INSTRUCTIONS TO FOLLOW: Copy the listing below line for line, keeping every character unchanged.

## begin PROVIDED DATA

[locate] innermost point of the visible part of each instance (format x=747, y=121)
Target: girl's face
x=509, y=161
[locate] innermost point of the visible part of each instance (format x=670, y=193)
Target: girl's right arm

## end PROVIDED DATA

EXERCISE ANSWER:
[locate] innermost point of the visible part of each instance (format x=747, y=121)
Target: girl's face
x=509, y=161
[locate] innermost point of the visible part of each instance (format x=670, y=193)
Target: girl's right arm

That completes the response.